• [Work instruction] Restate each record word for word, from the first to the last.

--- Records for the exercise Enclosed Below ---

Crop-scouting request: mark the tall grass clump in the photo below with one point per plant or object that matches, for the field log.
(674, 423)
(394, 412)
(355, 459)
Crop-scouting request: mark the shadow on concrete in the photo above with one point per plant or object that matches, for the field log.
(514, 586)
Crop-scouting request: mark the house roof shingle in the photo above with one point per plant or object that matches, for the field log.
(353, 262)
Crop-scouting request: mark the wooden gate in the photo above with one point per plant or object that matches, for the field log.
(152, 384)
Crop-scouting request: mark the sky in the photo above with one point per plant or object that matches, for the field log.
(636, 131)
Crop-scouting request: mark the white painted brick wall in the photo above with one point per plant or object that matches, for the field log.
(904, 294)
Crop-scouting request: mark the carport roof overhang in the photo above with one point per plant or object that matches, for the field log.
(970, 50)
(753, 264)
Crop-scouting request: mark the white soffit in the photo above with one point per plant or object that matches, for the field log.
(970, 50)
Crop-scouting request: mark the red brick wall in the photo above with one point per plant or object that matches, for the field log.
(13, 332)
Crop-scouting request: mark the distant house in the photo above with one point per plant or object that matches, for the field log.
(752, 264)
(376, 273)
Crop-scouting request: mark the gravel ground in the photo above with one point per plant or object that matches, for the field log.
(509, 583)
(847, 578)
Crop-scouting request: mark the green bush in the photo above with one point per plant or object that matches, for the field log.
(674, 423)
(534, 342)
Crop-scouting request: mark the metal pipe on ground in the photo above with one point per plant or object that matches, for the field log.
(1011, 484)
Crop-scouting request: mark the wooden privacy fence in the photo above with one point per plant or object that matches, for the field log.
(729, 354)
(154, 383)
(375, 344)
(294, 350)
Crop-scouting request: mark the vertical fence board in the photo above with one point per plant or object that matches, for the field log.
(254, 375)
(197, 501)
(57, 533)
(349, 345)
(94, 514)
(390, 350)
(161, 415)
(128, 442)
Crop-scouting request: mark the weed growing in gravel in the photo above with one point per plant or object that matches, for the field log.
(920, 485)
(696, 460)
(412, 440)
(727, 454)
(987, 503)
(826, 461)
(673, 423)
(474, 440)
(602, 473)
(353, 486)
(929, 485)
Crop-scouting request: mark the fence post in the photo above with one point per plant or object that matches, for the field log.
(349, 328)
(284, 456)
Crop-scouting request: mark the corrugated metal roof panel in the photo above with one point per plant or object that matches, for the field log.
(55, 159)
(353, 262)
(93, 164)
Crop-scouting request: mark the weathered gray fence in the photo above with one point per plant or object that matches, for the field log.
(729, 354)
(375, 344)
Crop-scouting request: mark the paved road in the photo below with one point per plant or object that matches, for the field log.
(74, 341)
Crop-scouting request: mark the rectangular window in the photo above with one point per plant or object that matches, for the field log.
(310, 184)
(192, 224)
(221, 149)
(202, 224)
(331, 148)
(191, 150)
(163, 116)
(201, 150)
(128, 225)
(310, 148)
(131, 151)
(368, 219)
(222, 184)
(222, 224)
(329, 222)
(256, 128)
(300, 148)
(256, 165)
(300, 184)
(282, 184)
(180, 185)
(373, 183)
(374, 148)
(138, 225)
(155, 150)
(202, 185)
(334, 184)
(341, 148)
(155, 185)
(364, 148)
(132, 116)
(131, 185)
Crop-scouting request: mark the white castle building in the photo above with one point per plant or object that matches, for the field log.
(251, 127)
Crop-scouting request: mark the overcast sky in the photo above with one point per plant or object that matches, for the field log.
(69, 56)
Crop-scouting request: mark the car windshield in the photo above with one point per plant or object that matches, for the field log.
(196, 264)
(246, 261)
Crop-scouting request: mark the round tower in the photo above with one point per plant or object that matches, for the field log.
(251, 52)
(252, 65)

--- End of Enclosed Records for the exercise ---

• [Task response]
Crop-scouting request: mark the tall grass clump in the photo below with one point per plant or object that matches, for the field log.
(674, 423)
(394, 412)
(355, 459)
Crop-scouting request: mark the shadow on concrete in the photo above with one point per plant or object that matches, for the field log.
(514, 586)
Crop-scouting request: mark the house roof shingle in the photo above with one point per plant or object that matches, for the field log.
(353, 262)
Crop-scouting request: mark the wooden gate in the photo above with one point per plant or object that matches, for the field log.
(152, 384)
Crop-scouting request: mark the sky in the photo above with one point per plant or object that matches, for the field log.
(636, 131)
Crop-scouting request: mark the white painted brick wall in the photo above with one point per plant or object that matches, for the field log.
(904, 294)
Crop-scouting request: mark the carport roof overhang in the photo above with one point per plant or object that matches, for the field log.
(970, 50)
(753, 264)
Crop-scouting request: mark the white soffit in the photo above with one point per plant or object that matches, for the field log.
(970, 50)
Crop-scouting request: mark the red brick wall in the photo above with one point per plant or object that matches, for the field log.
(13, 332)
Crop-scouting request: mark the distant house in the photo above with one point per plant or object that matches, for the field log.
(752, 264)
(376, 273)
Crop-scouting request: mark the gravel ground in the photo above with one point per plant or object that matches, for the field log.
(509, 583)
(847, 578)
Crop-scouting request: mark the green bush in the photo above with one point per plant or object that matches, for the field log.
(674, 423)
(534, 342)
Crop-scouting request: mark the metal pipe on ground in the photo above with one point per plant or object that matches, for the field log.
(1011, 484)
Crop-scouting request: mark the wooden privacy fence in the photo above with one point per plant or object that matches, for the field log.
(729, 354)
(154, 383)
(375, 344)
(294, 350)
Crop-scouting request: mark the vertical fence board in the photo above with one point per plant or object that matches, for the field log.
(254, 375)
(197, 501)
(57, 533)
(349, 345)
(94, 514)
(390, 350)
(161, 415)
(128, 442)
Crop-scouting request: mark the weed growing in gravel in the photo above with one point per plant or object that matches, for the field log.
(920, 485)
(696, 460)
(412, 440)
(727, 454)
(987, 503)
(826, 461)
(673, 423)
(474, 440)
(602, 473)
(353, 486)
(929, 485)
Crop-scouting request: mark the fence post in the photo above with one point per plant or object that matches, for the field log.
(349, 328)
(284, 456)
Crop-scouting request: mark the corrugated metal roof panel in the photo above with one point per plant or object that matches, for the field log.
(55, 159)
(353, 262)
(93, 164)
Crop-scouting request: mark the weathered gray fence in the photo above with one point per plant or object that matches, for the field log.
(729, 354)
(375, 344)
Crop-scouting request: mark the paved road in the photo below with one point per plant or object that matches, for the field log.
(74, 341)
Crop-scouting request: mark the rectangular window in the photo above with one point per plant or object that matches, for the field log.
(310, 184)
(192, 224)
(221, 149)
(202, 224)
(331, 148)
(191, 150)
(163, 116)
(201, 150)
(128, 225)
(310, 148)
(131, 151)
(368, 219)
(222, 184)
(222, 224)
(329, 222)
(256, 128)
(300, 148)
(256, 165)
(300, 184)
(282, 184)
(180, 185)
(373, 183)
(374, 148)
(138, 225)
(155, 150)
(202, 185)
(334, 184)
(341, 148)
(155, 185)
(364, 148)
(132, 116)
(131, 185)
Crop-scouting request: mark the white castle building in the photo above with one point per plant or object that matches, for the field log.
(251, 127)
Crop-scouting request: mark the overcast sky in the photo above with one point per plant or object that matches, for the field log.
(69, 56)
Crop-scouting request: mark the car windshield in the photo above with one point per plant or object that matches, for the field log.
(196, 264)
(246, 261)
Crop-scouting request: mark the round tower in the photo above with one point per plant or object that matches, for the field log.
(251, 52)
(252, 65)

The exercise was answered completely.